Texte source:

Ensuite, cette expérience se fonde sur la volonté de retrouver des valeurs. Dans ce pays qui a connu « de longues années de violence de toutes sortes, de terrorisme, de gouvernements corrompus, il est vital que les jeunes puissent avoir d’autres modèles, comme la dignité du travail, les relations horizontales, l’égalité entre les sexes, le dialogue et l’échange, la solidarité entre eux ; mais aussi la participation et la cogestion du projet, le partage des responsabilités”. En un mot, le projet veut “montrer qu’une autre logique, une autre façon de vivre sont possibles en dépit de l’histoire aberrante que connaît le Pérou depuis de si nombreuses années”.
 
DES RÉSULTATS POSITIFS
 
Le temps semble donner raison à l’espoir. Certains adolescents ayant séjourné dans le Foyer durant leurs études secondaires sont entrés à l’université, chose presque impensable dans une région si éloignée de tout.
 
Un groupe a créé l’ASEDRU, une association d’aide mutuelle composée d’étudiants issus de la campagne. D’autres sont devenus des animateurs sociaux dans leur communauté d’origine, à laquelle ils offrent leur expérience de vie collective au sein du Foyer, et promeuvent auprès des paysans l’association de développement durable AGROBOSQUE.

Vos tâches:
1. Renvoyez à l'identique les lignes des entrées, de celle qui contient « Segment every instance of the weathervane » jusqu'à la fin des entrées, ces deux limites comprises.
2. Reprenez le texte sur le Foyer au Pérou et poursuivez-le après sa dernière phrase.
Le texte et les entrées ne proviennent pas de la même source.

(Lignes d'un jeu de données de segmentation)
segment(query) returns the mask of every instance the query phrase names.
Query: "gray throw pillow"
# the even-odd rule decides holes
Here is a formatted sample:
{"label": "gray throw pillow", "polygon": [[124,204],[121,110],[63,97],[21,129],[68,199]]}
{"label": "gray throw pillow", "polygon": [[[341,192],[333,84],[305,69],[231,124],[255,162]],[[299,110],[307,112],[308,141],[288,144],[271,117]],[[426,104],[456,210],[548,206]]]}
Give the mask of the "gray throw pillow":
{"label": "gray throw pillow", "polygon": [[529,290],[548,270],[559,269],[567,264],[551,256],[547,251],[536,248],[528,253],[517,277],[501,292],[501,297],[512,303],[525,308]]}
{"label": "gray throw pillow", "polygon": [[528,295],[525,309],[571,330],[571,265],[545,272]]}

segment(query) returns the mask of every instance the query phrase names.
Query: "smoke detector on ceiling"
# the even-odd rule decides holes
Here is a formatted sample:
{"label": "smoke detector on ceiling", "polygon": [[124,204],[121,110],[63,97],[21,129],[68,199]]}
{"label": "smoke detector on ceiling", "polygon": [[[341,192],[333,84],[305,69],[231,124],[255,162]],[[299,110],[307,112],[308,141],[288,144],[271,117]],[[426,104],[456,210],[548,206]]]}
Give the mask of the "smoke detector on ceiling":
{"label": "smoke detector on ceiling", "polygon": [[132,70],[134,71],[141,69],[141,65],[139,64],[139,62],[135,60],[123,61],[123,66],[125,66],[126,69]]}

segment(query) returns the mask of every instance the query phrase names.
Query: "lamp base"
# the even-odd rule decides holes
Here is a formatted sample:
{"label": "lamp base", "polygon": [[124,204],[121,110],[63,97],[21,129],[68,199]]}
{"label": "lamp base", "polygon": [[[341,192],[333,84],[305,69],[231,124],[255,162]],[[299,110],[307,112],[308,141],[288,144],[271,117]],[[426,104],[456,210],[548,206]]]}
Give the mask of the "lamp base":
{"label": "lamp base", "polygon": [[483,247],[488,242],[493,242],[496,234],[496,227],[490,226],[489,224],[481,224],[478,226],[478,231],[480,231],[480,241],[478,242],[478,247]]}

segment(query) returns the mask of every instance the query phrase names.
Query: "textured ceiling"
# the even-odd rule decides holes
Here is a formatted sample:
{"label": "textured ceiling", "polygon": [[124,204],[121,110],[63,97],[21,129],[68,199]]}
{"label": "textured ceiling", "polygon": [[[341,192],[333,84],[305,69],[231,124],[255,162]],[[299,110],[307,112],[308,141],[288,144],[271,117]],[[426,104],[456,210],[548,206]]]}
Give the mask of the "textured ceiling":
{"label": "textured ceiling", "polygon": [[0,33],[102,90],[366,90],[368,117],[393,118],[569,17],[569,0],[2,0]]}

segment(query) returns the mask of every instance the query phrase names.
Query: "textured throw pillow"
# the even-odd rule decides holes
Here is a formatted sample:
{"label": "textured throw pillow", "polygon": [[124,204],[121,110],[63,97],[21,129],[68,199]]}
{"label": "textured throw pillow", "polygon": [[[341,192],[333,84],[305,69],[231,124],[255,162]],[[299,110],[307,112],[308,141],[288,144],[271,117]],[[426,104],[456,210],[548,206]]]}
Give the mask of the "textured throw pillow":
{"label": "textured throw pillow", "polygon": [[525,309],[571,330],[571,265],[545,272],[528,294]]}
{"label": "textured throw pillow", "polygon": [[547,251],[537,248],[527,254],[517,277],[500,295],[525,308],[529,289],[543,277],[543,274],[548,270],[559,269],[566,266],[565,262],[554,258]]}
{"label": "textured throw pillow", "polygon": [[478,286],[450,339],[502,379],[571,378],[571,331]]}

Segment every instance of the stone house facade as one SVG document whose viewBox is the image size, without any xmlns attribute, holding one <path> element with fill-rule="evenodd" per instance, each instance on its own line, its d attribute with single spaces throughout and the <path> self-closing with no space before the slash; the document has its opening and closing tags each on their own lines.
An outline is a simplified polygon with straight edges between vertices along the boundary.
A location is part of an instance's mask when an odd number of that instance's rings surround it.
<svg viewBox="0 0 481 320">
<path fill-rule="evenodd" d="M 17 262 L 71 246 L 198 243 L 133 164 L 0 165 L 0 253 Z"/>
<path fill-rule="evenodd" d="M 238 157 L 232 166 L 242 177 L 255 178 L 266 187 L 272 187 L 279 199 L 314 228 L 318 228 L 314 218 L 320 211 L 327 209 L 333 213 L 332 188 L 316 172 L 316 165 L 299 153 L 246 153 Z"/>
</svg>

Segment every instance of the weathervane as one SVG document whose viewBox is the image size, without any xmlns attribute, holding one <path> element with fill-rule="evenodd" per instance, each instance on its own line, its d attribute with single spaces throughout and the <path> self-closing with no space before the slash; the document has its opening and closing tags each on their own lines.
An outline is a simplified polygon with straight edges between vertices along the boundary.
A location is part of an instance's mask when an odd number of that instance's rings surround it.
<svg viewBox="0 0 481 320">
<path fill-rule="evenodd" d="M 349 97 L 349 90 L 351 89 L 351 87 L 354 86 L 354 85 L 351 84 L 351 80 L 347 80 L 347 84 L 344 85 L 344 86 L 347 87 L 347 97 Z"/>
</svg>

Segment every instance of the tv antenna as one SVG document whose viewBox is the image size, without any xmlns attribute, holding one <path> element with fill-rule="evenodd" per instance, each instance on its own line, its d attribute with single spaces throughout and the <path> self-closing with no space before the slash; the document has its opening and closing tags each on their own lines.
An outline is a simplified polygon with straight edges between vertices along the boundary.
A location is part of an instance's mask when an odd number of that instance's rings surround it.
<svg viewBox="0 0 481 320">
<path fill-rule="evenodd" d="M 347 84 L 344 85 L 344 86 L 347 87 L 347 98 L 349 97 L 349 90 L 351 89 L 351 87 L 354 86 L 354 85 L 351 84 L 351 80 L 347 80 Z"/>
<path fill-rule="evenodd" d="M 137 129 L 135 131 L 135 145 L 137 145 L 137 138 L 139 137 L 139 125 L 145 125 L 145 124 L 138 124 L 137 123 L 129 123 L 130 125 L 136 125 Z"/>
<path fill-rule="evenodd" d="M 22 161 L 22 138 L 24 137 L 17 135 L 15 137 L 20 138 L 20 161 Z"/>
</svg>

Réponses par tâche:
1.
Segment every instance of the weathervane as one SVG document whose viewBox is the image size, without any xmlns attribute, holding one <path> element with fill-rule="evenodd" per instance, each instance on its own line, its d attribute with single spaces throughout and the <path> self-closing with no space before the slash; the document has its opening and closing tags each on their own lines.
An outline is a simplified polygon with straight edges between vertices along the boundary.
A location is part of an instance's mask when an odd number of that instance's rings surround it.
<svg viewBox="0 0 481 320">
<path fill-rule="evenodd" d="M 349 97 L 349 90 L 351 89 L 351 87 L 354 86 L 354 85 L 351 84 L 351 80 L 347 80 L 347 84 L 344 85 L 344 86 L 347 87 L 347 97 Z"/>
</svg>

Segment every instance of the tv antenna as one SVG document whose viewBox is the image size, without any xmlns attribute, holding one <path> element with fill-rule="evenodd" per instance, each instance on its own line, its d attribute with single spaces throughout and the <path> self-closing with no space before the slash; the document has its opening and closing tags each on their own lines.
An outline is a simplified polygon with straight edges between vertices along the boundary.
A location is part of an instance's mask when an odd number of that instance's rings surround it.
<svg viewBox="0 0 481 320">
<path fill-rule="evenodd" d="M 347 84 L 344 85 L 344 86 L 347 87 L 347 98 L 349 97 L 349 90 L 351 89 L 351 87 L 354 86 L 354 85 L 351 84 L 351 80 L 347 80 Z"/>
<path fill-rule="evenodd" d="M 137 129 L 135 131 L 135 145 L 137 145 L 137 138 L 139 137 L 139 125 L 145 125 L 145 124 L 138 124 L 137 123 L 129 123 L 130 125 L 136 125 Z"/>
<path fill-rule="evenodd" d="M 22 161 L 22 138 L 24 137 L 17 135 L 15 137 L 20 138 L 20 161 Z"/>
</svg>

2.
Les effets du changement se font également sentir dans les familles des jeunes lycéens. “Quand ils rentrent chez eux, ils diffusent les connaissances acquises au Foyer. Ils innovent en matière culinaire, ils mettent en œuvre des notions différentes sur la santé, ils proposent même de nouvelles méthodes d’agriculture…”, signale A. Hurtado.
 
Du niveau micro au niveau global, tout un chemin de ténacité. « Le Foyer a proposé la création d’un Défenseur des enfants et des adolescents à Mazuko et dans les communautés qui vivent de l’exploitation de l’or. Nous avons tissé un Réseau de Défenseurs de l’Amazonie péruvienne pour encourager le respect des droits des enfants, grâce au travail bénévole et militant de ses membres ».
 
Parallèlement à cette expansion, un débat de fond se déroule. De nombreuses organisations s’opposent en effet à tout type de travail des enfants. “Nous sommes favorables à une activité formatrice, qui vienne compléter l’expérience de l’enfant en vue de son épanouissement intégral. Nous sommes opposés, naturellement, à l’exploitation des enfants. Mais il y a une différence entre travailler et être exploité”, insiste O. Guadalupe.
 
Le Foyer a aujourd’hui 17 ans : autant dire qu’il est encore adolescent. Mais c’est un adolescent plutôt mûr pour son âge grâce à l’expérience collective accumulée. Et qui n’a aucune intention de s’arrêter dans la recherche de nouvelles valeurs emblématiques. “C’est un cri de la société civile, depuis la base, pour montrer qu’un autre modèle de société est possible, et même un autre modèle de nation”, conclut O. Guadalupe.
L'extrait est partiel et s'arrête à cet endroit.